What this task involves :: The entries below are to be written out exactly, with no images included.

Saved entries:
────────────────
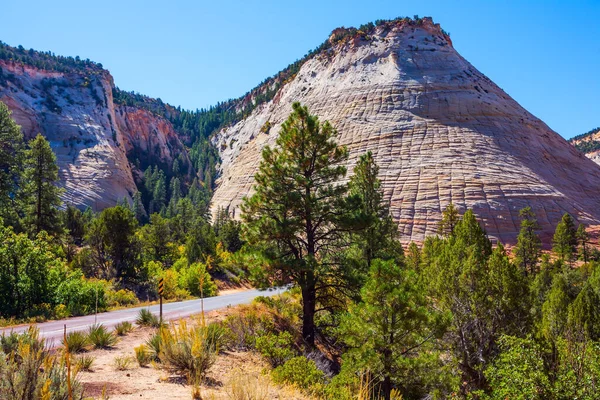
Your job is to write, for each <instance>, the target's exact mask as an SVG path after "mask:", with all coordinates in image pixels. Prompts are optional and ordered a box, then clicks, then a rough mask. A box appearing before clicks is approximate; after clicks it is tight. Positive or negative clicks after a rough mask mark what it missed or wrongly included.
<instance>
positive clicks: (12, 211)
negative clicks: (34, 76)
mask: <svg viewBox="0 0 600 400" xmlns="http://www.w3.org/2000/svg"><path fill="white" fill-rule="evenodd" d="M22 156H23V135H22V134H21V128H20V127H19V125H17V124H16V123H15V121H13V119H12V118H11V112H10V110H9V109H8V107H7V106H6V104H4V103H2V102H1V101H0V217H2V218H4V219H5V222H6V223H10V222H14V221H15V220H16V213H15V210H16V209H17V207H16V206H15V204H14V199H15V194H16V193H17V190H18V184H19V177H20V175H21V166H22V162H23V160H22Z"/></svg>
────────────────
Answer ::
Your job is to write, for each <instance>, the target's exact mask as an SVG path after "mask:", with all coordinates in image pixels. Prompts are optional and ordered a box, then clicks, then a rough mask. A box appearing before clicks is approximate; after clicks it is tight. Positive or negative clicks after a rough mask mark what it missed or wrongly included.
<instance>
positive clicks: (12, 211)
negative clicks: (34, 76)
mask: <svg viewBox="0 0 600 400" xmlns="http://www.w3.org/2000/svg"><path fill="white" fill-rule="evenodd" d="M22 156H23V135H22V134H21V128H20V127H19V125H17V124H16V123H15V121H13V119H12V118H11V112H10V110H9V109H8V107H7V106H6V104H4V103H2V102H1V101H0V217H2V218H4V219H5V222H6V223H10V222H14V221H15V220H16V213H15V210H16V209H17V207H16V206H15V204H14V199H15V194H16V193H17V190H18V184H19V177H20V175H21V166H22V162H23V160H22Z"/></svg>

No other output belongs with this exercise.